[Required actions]:
1 – Answer these from the halo headlight thread:
(a) According to the reply about the screws, what two things can be adjusted in the back of the headlight assembly?
(b) What price is given for the kits from jcw?
(c) After adjusting the beams, what does the original poster consider replacing to improve the lighting?
2 – Pick up the halo headlight thread after its last line and write what comes next.

[Given text]:

# halo's driving me crazy..



## UnkalledFor (Sep 21, 2004)

OK i installed my halo's today and the lighting on them is really really bad...i wanted to know if there is anyway to improve their lighting? cuz i have read around and searched, and all i find is people complaining about lighting, but no solutions... if anyone has succesfully improved lighting on their projector halo's please enlighten me.. Gracias :thumbup:


----------



## Token Moron (Mar 28, 2003)

u can adjust the beam and the aiming in the back of the headlight assembly with the screws....


----------



## LIUSPEED (May 29, 2002)

that or do an hid retrofit


----------



## sethwas (Apr 30, 2002)

Or buy mag light flashlights and take out the reflectors and get a small motor attached to them to retract and insert the bulb so you can make your headlights go from floodlights to spotlights.

Seth


----------



## UnkalledFor (Sep 21, 2004)

sethwas said:


> Or buy mag light flashlights and take out the reflectors and get a small motor attached to them to retract and insert the bulb so you can make your headlights go from floodlights to spotlights.
> 
> Seth


I adjusted the beams and now they work alright, im thinking of replacing the stock bulbs it brings though, it might improve lighting... also i am adding some fog lights :thumbup:


----------



## pete? (Jul 6, 2004)

LIUSPEED said:


> that or do an hid retrofit


liu im really very intrigued by this when u say hid retro fit do you mean just the projector or the entire hid system meaning the projector and hid "relay" or what ever it is. also when u do this about how much do you expect to pay? i know the kits from jcw and stuff are like $500 what if i went dumpster diving at the junk yard? this is more of a question for everyone cuz i know others are thinking this same thing. thanks alot

no fog lights get driving lights they are different trust me the driving lights are like a second set of high beams but more direct. and normally alittle larger in size (but not allways)


----------



## UnkalledFor (Sep 21, 2004)

1.6pete said:


> liu im really very intrigued by this when u say hid retro fit do you mean just the projector or the entire hid system meaning the projector and hid "relay" or what ever it is. also when u do this about how much do you expect to pay? i know the kits from jcw and stuff are like $500 what if i went dumpster diving at the junk yard? this is more of a question for everyone cuz i know others are thinking this same thing. thanks alot
> 
> no fog lights get driving lights they are different trust me the driving lights are like a second set of high beams but more direct. and normally alittle larger in size (but not allways)

[Record excerpts]:
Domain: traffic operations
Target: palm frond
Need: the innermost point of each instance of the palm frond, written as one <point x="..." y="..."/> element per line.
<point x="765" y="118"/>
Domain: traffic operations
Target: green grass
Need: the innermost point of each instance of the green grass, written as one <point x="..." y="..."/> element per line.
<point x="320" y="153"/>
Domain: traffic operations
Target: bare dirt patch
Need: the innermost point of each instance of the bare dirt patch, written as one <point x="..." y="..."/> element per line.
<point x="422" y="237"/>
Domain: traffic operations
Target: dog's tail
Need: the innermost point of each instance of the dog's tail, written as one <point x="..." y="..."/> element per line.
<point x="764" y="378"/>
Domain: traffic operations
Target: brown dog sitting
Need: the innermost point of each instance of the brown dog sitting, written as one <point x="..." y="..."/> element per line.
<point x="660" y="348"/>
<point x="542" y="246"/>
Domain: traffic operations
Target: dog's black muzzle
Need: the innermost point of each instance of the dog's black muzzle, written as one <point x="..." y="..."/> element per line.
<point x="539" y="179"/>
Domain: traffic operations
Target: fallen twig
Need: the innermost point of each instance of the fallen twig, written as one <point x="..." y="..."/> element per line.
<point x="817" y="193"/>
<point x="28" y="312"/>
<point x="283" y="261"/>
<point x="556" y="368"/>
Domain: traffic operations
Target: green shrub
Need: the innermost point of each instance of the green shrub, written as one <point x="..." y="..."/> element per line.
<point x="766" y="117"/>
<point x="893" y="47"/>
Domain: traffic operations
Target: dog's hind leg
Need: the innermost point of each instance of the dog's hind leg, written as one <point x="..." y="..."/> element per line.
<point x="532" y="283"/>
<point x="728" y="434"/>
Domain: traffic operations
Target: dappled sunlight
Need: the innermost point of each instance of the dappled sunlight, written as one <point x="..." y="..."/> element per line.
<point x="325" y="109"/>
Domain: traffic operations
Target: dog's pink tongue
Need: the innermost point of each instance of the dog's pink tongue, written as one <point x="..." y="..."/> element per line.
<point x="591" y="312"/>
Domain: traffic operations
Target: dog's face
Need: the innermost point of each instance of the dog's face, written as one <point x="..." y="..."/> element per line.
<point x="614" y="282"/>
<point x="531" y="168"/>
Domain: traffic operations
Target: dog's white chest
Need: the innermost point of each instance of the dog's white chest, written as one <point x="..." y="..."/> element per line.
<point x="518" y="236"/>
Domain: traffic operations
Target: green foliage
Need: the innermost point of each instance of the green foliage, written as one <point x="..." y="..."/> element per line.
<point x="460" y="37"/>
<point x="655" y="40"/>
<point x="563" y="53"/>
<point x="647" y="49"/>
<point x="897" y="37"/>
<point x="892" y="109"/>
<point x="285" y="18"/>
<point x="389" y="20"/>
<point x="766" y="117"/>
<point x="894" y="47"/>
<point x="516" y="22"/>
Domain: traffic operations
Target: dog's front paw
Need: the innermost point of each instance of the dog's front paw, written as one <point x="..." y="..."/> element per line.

[Results by task]:
1 –
(a) The beam and the aiming.
(b) About $500.
(c) The stock bulbs.

2 –
Well by fogs i meant stock fog lights, because my GXE doesnt come with fogs.. I already have the fog lights, but am in the process of repairing the brackets.. then ill give them their own switch somewhere in my car.. as for driving lights, i was also thinking of adding some (http://www.jcwhitney.com/autoparts/.../p-5168/c-10101  )... but i will see how the lighting is with both stock fogs and projectors.. if i feel i still lack lighting i might buy the driving lights...we shall see, i should have everything up and running in the next 2 weeks, cuz im a busy guy  and ill try to get some pics up when finished..


----------



## sethwas (Apr 30, 2002)

HID retrofit see my links.

Seth


----------



## asleepz (Feb 24, 2004)

1.6pete said:


> liu im really very intrigued by this when u say hid retro fit do you mean just the projector or the entire hid system meaning the projector and hid "relay" or what ever it is. also when u do this about how much do you expect to pay? i know the kits from jcw and stuff are like $500 what if i went dumpster diving at the junk yard? this is more of a question for everyone cuz i know others are thinking this same thing. thanks alot
> 
> no fog lights get driving lights they are different trust me the driving lights are like a second set of high beams but more direct. and normally alittle larger in size (but not allways)


It's going to be hard finding projectors, ballasts (that work) and wiring for a HID system in a junkyard. 500 bucks isn't too bad for HID.


----------



## pete? (Jul 6, 2004)

sethwas said:


> HID retrofit see my links.
> 
> Seth


Oh Jesus...lol I remember reading this sorry lol you are one ingenious fool (you and your lights):thumbup: all in all what was the ball park cost?


----------



## sethwas (Apr 30, 2002)

Hmm,
Around $500 for everything (halos, bulb/ballast, harness, projectors). The wiring and terminations and dremel I already owned.

Seth


----------



## LIUSPEED (May 29, 2002)

ok let me start off by saying that there are alot of hid projectors and ballast and d2s bulbs on ebay.

i know quite a few of them that are good sellers and guarantee that their gear works.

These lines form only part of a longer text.